_WHAT YOU SHOULD DO:_
Write the data below out again in full, exactly as shown.

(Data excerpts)
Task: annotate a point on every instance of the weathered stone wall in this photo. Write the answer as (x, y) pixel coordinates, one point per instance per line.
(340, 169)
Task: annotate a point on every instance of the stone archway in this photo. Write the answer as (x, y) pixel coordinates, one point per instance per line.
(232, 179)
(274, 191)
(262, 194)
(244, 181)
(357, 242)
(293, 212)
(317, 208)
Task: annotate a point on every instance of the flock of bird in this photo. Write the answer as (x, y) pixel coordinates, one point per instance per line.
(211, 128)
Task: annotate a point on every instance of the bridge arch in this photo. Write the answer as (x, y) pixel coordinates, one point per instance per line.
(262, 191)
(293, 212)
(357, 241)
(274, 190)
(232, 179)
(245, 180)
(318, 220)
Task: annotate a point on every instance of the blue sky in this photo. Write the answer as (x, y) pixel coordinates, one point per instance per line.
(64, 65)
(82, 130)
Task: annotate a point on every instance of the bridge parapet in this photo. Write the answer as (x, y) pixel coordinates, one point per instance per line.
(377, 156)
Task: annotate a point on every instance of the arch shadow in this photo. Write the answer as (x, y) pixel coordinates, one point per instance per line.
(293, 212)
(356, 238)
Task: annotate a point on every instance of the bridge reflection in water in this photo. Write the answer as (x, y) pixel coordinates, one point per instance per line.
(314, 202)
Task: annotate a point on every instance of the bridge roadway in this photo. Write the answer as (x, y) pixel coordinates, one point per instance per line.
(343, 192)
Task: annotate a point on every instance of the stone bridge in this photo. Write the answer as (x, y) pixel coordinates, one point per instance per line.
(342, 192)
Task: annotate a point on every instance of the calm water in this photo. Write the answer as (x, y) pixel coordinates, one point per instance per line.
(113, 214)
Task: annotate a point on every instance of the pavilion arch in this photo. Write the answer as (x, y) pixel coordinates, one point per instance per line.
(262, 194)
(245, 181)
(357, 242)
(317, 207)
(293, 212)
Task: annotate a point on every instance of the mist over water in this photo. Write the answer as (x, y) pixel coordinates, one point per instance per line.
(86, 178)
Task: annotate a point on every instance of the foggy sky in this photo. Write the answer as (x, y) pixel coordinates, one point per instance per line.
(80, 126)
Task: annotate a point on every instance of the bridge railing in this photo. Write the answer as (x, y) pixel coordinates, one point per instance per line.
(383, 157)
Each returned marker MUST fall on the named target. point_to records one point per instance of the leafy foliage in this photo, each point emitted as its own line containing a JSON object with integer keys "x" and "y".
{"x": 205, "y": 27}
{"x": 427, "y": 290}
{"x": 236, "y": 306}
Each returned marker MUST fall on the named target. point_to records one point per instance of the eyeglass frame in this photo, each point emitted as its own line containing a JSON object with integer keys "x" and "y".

_RESPONSE TO THE TASK:_
Task: annotate a point on every instance of the weathered stone wall in this photo. Write the answer as (x, y) pixel coordinates, one point per instance per line.
(340, 169)
Task: annotate a point on every instance of the stone archway in this photo. Write the answer as (x, y) pixel coordinates, one point per instance per line.
(232, 179)
(274, 191)
(262, 194)
(244, 181)
(357, 242)
(293, 212)
(317, 208)
Task: annotate a point on every instance of the flock of bird in this photo. Write the answer as (x, y) pixel coordinates, one point per instance per line.
(211, 128)
Task: annotate a point on every instance of the bridge arch in this photo. Write the answer as (x, y) pixel coordinates, one point per instance per line.
(262, 191)
(293, 212)
(357, 241)
(274, 190)
(232, 179)
(245, 180)
(318, 220)
Task: annotate a point on every instance of the blue sky in this photo. Write the answer as (x, y) pixel coordinates, one point per instance per line.
(64, 65)
(82, 130)
Task: annotate a point on every instance of the bridge parapet in this photo. Write the answer as (x, y) pixel coordinates, one point per instance per line.
(377, 156)
Task: annotate a point on every instance of the arch shadow in this photo. Write the answer as (x, y) pixel coordinates, one point per instance per line.
(293, 212)
(356, 238)
Task: annotate a point on every instance of the bridge reflection in water in this photo. Write the answer as (x, y) pixel coordinates, one point per instance per line.
(314, 202)
Task: annotate a point on every instance of the bridge roadway in this photo. Write the answer as (x, y) pixel coordinates, one point per instance per line.
(343, 192)
Task: annotate a point on every instance of the stone bridge in this photo. Write the answer as (x, y) pixel coordinates, one point per instance per line.
(342, 192)
Task: annotate a point on every instance of the calm water in this photo. Write the answer as (x, y) pixel coordinates, one point per instance per line.
(113, 214)
Task: annotate a point on every instance of the pavilion arch in this photo. Write the answer as (x, y) pixel coordinates, one point per instance per line.
(262, 194)
(245, 181)
(357, 242)
(317, 207)
(293, 212)
Task: annotate a point on every instance of the mist over water in this photo. Write the answer as (x, y) pixel coordinates, one point per instance per line.
(86, 178)
Task: annotate a point on every instance of the foggy sky in this photo. Write the answer as (x, y) pixel coordinates, one point per instance per line.
(80, 126)
Task: annotate a point on every instance of the bridge railing in this photo. Write the answer as (x, y) pixel coordinates, one point per instance per line.
(383, 157)
Each returned marker MUST fall on the named target. point_to records one point per instance of the leafy foliage in this photo, each point emitted as its own line containing a JSON object with integer keys "x" and "y".
{"x": 205, "y": 27}
{"x": 427, "y": 290}
{"x": 236, "y": 306}
Each returned marker MUST fall on the named target. point_to records one point per instance of the eyeglass frame in this photo, each point emitted as its own line containing a JSON object with integer keys "x" and "y".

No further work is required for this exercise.